▶ [Task instructions]: Please count the lines in these records that contain "yellow" and give only that count.

Segment Start: Records supplied

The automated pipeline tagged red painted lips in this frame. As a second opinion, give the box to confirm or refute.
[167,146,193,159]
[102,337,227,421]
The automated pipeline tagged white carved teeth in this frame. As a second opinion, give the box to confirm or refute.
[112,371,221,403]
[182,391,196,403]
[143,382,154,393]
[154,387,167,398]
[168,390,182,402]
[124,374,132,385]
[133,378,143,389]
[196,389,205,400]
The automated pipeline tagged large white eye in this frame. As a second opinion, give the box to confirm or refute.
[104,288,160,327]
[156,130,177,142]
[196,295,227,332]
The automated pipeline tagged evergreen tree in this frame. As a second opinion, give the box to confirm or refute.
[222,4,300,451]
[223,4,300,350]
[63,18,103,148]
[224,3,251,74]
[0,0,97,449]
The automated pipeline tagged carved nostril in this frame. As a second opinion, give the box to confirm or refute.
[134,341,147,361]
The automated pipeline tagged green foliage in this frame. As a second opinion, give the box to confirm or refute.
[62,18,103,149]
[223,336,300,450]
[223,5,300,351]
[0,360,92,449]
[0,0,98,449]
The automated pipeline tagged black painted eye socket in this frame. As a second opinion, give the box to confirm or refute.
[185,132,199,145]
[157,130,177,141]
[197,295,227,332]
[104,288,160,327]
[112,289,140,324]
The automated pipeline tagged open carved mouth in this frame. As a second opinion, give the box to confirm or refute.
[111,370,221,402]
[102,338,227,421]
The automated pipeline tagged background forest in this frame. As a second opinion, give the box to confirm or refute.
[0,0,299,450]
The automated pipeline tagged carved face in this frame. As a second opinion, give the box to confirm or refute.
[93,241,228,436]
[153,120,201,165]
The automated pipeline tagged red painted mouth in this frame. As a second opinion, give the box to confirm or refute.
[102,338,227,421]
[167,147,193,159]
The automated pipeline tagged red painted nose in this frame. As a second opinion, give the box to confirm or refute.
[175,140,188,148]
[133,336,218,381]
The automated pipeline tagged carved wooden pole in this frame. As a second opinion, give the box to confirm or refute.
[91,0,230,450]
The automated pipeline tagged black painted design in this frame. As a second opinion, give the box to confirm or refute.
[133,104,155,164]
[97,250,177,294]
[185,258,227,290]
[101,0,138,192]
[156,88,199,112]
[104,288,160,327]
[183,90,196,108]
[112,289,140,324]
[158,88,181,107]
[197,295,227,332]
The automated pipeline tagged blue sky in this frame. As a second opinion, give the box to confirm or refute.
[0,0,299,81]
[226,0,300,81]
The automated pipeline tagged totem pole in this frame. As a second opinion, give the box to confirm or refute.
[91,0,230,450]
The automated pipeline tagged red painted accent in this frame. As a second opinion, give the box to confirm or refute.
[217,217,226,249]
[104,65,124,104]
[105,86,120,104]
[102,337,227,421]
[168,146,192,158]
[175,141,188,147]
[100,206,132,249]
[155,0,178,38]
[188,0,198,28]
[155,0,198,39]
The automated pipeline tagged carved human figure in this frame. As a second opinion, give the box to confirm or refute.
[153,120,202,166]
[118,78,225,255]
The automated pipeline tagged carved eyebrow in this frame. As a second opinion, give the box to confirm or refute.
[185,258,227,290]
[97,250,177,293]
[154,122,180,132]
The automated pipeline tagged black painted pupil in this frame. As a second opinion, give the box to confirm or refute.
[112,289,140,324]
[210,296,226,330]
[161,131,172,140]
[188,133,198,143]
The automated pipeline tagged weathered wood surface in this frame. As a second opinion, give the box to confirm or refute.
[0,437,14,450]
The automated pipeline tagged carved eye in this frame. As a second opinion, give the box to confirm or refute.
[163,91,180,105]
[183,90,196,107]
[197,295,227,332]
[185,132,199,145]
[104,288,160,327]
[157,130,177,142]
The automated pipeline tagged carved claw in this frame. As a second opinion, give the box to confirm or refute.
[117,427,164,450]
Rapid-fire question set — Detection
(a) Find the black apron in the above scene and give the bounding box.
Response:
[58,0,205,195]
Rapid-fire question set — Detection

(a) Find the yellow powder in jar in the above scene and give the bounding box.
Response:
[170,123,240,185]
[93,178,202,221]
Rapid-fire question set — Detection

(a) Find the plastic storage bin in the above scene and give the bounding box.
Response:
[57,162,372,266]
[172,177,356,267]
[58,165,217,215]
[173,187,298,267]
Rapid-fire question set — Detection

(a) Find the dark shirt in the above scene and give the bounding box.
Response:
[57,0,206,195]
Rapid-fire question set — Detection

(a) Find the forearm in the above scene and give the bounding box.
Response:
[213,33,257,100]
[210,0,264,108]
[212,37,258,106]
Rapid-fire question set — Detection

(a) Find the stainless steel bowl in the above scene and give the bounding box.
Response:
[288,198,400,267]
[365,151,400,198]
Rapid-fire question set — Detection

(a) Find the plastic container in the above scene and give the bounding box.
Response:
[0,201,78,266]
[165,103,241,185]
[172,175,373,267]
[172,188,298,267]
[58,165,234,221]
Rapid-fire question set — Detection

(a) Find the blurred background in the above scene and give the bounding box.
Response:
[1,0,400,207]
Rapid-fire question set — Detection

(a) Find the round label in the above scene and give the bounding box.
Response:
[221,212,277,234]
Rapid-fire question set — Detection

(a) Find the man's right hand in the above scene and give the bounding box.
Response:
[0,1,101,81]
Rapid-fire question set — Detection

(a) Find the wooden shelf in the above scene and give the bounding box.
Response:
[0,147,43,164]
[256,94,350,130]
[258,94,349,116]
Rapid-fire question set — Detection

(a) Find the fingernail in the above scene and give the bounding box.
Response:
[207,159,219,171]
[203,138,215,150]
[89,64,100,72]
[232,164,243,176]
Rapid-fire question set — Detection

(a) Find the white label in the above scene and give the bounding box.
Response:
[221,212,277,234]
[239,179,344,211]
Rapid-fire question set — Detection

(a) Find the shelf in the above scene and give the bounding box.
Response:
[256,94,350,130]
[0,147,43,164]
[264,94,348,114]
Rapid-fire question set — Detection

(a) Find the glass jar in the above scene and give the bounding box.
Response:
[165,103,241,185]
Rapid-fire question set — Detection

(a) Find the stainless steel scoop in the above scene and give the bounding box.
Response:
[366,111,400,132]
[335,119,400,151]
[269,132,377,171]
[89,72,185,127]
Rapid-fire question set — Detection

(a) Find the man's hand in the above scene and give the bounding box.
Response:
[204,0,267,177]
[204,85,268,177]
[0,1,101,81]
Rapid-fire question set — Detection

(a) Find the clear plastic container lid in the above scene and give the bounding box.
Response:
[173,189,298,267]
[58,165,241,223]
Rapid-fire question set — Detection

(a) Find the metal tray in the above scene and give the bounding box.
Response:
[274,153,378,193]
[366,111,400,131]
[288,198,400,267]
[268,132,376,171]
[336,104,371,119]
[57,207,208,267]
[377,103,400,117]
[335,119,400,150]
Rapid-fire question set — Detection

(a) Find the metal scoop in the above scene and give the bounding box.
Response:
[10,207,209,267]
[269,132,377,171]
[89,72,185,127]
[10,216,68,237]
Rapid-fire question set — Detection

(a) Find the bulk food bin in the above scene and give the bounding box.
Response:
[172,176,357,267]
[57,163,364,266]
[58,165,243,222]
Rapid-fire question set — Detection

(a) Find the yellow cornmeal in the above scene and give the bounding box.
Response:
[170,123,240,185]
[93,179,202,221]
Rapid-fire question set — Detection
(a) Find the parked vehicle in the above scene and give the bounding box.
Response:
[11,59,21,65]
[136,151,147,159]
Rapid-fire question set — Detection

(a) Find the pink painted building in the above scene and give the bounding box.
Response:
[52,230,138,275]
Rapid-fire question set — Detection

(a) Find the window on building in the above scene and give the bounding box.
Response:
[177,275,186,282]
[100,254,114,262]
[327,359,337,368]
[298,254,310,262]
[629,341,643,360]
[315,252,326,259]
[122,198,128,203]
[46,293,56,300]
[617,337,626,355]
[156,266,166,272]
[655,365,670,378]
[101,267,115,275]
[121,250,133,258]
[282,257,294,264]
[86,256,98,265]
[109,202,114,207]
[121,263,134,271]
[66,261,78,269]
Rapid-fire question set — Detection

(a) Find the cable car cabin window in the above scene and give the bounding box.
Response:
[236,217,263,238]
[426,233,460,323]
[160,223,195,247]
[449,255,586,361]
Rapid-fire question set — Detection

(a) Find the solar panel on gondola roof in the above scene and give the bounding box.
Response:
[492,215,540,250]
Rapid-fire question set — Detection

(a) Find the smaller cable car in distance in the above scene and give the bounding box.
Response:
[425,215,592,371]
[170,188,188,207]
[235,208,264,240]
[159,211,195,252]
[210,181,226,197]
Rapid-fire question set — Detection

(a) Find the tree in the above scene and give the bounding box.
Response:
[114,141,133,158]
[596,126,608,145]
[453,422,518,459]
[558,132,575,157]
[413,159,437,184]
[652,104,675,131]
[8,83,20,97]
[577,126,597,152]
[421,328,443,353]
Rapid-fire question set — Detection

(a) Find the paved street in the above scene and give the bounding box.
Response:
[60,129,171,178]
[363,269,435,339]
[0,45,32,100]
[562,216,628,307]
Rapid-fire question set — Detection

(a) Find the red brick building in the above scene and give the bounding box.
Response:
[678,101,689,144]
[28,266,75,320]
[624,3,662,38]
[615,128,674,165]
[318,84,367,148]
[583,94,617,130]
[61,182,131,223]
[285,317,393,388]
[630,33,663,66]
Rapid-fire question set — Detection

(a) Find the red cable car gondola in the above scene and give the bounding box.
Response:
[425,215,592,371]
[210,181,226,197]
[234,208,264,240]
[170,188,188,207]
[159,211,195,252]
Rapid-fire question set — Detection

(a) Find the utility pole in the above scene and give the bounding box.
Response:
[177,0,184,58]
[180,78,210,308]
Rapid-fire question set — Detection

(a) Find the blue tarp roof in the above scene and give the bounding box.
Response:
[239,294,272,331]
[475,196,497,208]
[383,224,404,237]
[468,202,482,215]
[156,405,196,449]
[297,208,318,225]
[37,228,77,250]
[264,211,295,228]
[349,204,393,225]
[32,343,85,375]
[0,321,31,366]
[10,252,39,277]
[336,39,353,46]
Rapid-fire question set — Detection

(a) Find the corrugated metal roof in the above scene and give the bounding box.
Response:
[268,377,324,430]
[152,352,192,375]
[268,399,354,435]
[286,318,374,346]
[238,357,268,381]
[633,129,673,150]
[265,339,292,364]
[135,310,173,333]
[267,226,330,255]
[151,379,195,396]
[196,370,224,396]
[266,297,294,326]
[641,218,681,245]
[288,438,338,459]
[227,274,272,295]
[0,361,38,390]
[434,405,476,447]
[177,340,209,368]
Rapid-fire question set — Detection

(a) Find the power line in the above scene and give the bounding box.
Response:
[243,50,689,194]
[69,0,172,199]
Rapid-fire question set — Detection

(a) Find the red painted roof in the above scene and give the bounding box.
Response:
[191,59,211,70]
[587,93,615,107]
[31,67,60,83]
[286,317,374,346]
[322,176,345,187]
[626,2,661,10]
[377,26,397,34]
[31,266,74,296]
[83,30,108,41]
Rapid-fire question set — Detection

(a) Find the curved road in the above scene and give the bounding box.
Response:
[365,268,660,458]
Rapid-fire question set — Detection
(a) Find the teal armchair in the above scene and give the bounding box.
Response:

Segment End: Records supplied

▶ [Problem solution]: 2